PROVIDED PASSAGE:
Start of Block

Transdermal delivery of ketoprofen: the influence of drug-dioleylphosphatidylcholine interactions.

Pharm Res 2006 Aug;23(8):1776-85

Faculdade de Ciências Farmacêuticas de Ribeirão Preto, Universidade de São Paulo, Av. do Café s/n, 14040-903, Ribeirão Preto, São Paulo, Brazil.

Purpose: Considering that most inflammatory diseases occur locally and near the body surface, transdermal delivery of non-steroidal anti-inflammatory drugs (NSAIDs) may be an interesting strategy for delivering these drugs directly to the diseased site. To optimize ketoprofen (KP) transdermal delivery we investigated the influence of dioleylphosphatidylcholine (DOPC) on skin permeation.

End of Block

REQUIRED WORK:
a - Translate this sentence from the ketoprofen passage into Spanish: "To optimize ketoprofen (KP) transdermal delivery we investigated the influence of dioleylphosphatidylcholine (DOPC) on skin permeation."
b - According to the ketoprofen passage, why might transdermal delivery of NSAIDs be an interesting strategy? Answer in one to three sentences.

EXCERPTED RECORDS:
Start of Block

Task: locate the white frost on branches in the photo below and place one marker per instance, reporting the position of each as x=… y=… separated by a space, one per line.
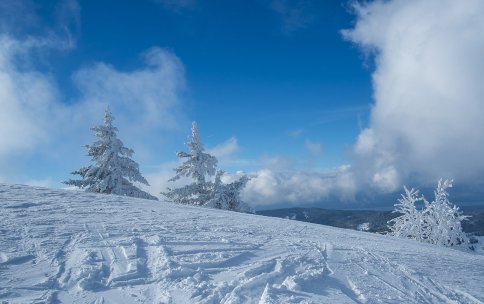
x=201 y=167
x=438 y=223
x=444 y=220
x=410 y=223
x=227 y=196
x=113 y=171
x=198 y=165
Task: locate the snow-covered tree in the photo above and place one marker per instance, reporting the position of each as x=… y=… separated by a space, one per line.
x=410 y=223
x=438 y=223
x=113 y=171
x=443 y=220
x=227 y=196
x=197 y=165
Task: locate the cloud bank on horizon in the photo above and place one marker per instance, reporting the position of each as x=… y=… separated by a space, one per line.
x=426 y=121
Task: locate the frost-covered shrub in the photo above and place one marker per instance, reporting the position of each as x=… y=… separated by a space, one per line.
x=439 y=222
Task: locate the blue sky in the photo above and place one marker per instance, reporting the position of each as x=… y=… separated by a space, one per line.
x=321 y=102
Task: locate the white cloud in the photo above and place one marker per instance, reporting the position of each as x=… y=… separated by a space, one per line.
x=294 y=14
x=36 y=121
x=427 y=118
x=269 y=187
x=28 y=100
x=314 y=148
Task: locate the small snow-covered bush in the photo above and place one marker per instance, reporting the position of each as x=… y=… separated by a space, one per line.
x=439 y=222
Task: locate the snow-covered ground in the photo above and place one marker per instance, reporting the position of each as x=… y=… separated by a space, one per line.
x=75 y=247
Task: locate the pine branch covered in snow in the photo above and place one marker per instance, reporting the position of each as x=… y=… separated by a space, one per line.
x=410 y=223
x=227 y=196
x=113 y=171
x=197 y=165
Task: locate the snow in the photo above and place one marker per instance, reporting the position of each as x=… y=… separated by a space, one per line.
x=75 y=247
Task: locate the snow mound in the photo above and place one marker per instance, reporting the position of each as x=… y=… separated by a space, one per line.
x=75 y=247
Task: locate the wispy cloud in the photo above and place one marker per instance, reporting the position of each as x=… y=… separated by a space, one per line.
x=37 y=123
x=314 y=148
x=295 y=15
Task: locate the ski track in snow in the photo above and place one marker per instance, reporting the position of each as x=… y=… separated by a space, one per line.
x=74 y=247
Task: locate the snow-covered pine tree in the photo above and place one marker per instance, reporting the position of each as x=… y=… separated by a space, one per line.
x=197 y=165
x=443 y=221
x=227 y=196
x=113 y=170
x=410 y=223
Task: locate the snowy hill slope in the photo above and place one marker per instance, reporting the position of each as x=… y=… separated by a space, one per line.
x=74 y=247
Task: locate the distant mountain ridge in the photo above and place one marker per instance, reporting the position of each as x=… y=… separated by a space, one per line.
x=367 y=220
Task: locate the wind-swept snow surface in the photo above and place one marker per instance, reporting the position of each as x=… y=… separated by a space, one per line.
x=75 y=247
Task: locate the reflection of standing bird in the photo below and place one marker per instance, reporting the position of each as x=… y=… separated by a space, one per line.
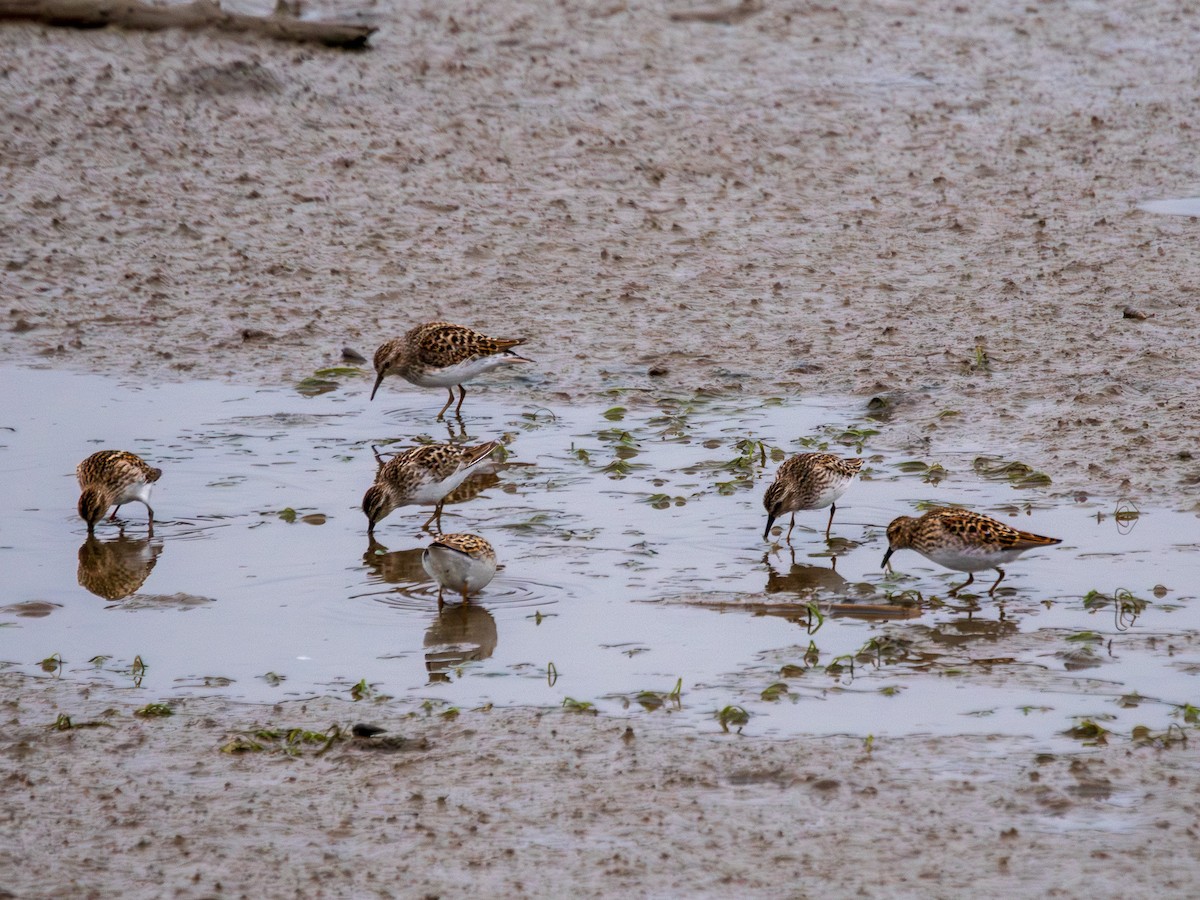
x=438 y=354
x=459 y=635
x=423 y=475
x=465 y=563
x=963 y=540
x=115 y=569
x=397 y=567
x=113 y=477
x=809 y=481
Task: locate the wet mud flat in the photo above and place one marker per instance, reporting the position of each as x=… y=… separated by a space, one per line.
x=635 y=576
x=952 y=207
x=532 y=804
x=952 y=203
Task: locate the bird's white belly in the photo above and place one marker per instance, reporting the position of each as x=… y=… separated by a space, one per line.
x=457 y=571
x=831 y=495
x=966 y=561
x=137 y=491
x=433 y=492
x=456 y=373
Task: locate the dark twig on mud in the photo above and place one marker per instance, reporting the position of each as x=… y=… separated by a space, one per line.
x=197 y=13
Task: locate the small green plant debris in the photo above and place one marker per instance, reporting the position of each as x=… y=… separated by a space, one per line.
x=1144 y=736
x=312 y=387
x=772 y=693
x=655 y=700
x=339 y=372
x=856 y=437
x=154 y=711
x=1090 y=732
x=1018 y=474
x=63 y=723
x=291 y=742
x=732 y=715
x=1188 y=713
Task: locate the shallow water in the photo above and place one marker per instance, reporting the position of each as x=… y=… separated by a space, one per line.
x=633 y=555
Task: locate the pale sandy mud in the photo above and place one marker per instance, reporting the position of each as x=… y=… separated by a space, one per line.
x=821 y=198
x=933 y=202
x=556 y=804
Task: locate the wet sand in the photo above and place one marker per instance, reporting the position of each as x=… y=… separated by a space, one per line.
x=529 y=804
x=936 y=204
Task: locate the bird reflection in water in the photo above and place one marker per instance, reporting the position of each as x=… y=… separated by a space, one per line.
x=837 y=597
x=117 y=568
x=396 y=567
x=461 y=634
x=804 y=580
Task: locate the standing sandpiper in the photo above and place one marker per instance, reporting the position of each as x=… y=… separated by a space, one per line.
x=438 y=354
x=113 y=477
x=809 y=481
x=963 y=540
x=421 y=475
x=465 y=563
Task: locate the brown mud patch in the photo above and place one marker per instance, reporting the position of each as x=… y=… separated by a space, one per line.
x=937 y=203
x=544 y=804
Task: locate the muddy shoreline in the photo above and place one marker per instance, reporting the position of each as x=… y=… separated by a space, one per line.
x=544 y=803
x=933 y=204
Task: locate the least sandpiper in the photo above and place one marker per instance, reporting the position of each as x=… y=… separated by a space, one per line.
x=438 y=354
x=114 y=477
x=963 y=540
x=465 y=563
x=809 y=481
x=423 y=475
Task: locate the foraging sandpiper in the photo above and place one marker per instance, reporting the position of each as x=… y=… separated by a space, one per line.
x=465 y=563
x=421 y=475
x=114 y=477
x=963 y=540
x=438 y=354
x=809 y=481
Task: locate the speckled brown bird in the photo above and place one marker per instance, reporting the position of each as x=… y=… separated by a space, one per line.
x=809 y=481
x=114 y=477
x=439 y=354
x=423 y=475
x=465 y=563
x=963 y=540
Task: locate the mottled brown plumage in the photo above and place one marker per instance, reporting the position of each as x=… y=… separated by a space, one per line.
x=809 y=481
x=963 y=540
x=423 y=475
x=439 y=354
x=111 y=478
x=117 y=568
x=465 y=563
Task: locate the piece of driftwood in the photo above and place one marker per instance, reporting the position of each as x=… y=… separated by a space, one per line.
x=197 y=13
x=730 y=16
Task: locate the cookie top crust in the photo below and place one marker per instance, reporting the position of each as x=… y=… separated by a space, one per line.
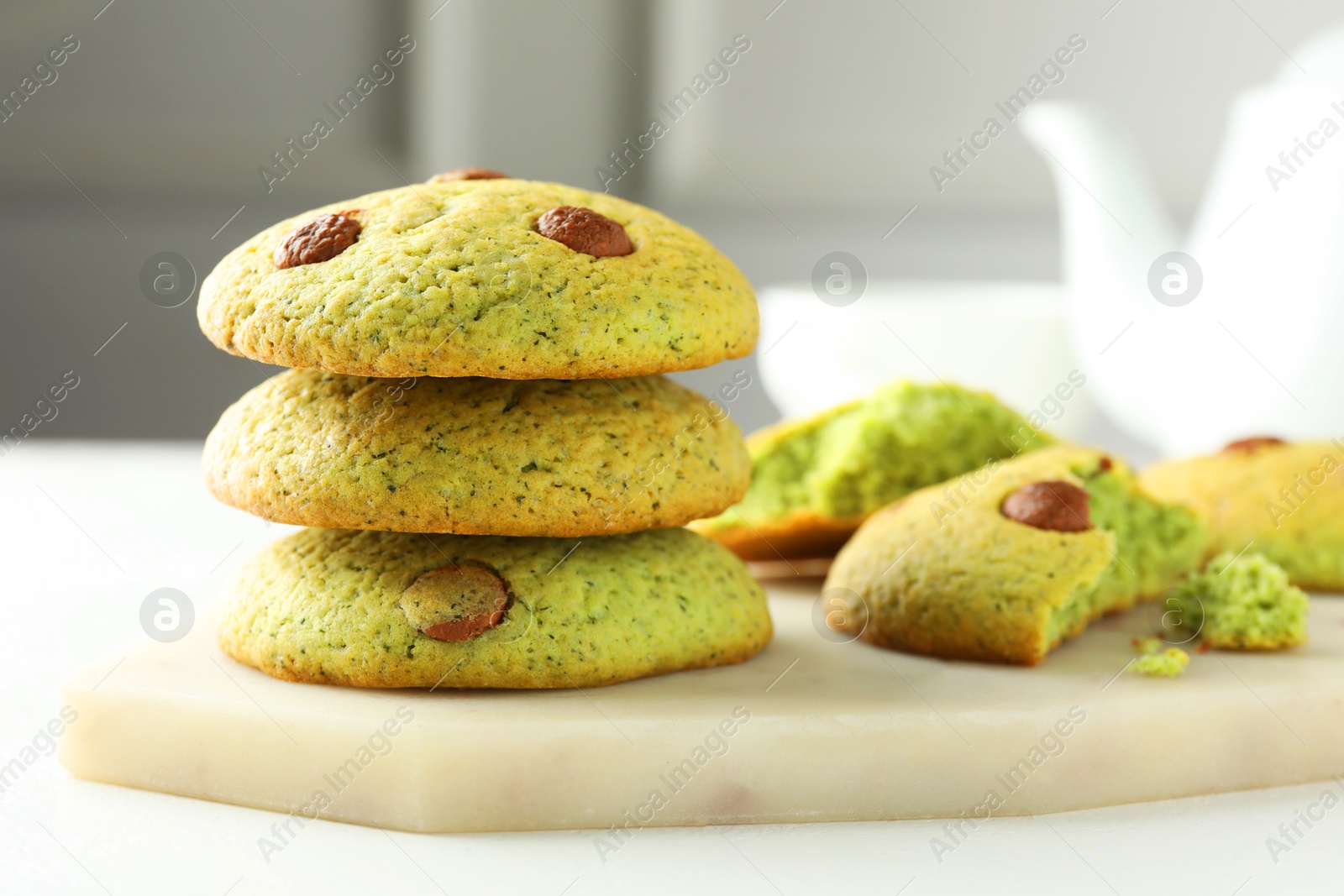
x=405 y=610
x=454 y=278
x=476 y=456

End of Block
Start of Block

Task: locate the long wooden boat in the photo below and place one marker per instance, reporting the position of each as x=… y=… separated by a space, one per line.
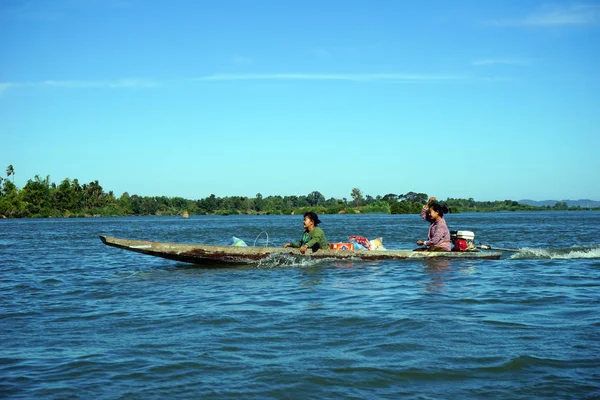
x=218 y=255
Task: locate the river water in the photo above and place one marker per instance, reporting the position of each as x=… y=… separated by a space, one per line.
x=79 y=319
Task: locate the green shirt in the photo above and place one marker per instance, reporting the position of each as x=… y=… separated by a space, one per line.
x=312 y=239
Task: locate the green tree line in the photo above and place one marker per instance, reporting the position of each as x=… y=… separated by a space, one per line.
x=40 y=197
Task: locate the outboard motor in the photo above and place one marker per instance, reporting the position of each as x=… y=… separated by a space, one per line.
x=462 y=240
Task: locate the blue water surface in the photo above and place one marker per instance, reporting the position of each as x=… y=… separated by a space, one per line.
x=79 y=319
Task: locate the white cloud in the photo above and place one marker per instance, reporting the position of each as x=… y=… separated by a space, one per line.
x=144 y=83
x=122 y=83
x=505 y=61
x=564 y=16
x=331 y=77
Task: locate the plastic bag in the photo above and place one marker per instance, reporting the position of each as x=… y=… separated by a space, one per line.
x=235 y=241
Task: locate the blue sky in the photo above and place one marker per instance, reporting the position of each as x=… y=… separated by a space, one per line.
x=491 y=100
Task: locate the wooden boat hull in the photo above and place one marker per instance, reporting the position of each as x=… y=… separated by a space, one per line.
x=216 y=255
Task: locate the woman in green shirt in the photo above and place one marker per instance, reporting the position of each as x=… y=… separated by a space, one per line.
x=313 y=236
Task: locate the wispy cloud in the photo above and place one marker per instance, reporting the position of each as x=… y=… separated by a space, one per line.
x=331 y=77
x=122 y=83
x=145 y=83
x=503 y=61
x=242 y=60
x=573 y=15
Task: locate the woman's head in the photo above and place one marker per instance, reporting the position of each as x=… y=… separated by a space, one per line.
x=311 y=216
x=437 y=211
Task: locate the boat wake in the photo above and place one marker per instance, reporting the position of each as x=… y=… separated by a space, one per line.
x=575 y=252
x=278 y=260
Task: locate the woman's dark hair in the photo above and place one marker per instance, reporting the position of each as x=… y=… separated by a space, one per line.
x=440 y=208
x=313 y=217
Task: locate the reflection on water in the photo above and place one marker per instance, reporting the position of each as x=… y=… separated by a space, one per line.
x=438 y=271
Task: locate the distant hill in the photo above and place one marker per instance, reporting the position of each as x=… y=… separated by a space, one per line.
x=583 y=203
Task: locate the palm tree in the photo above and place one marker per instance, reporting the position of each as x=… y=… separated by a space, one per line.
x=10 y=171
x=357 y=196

End of Block

RESPONSES FOR EACH TASK:
a - Para optimizar la administración transdérmica de ketoprofeno (KP), investigamos la influencia de la dioleilfosfatidilcolina (DOPC) en la permeación cutánea.

b - Most inflammatory diseases occur locally and near the body surface. Transdermal delivery could therefore carry these drugs directly to the diseased site.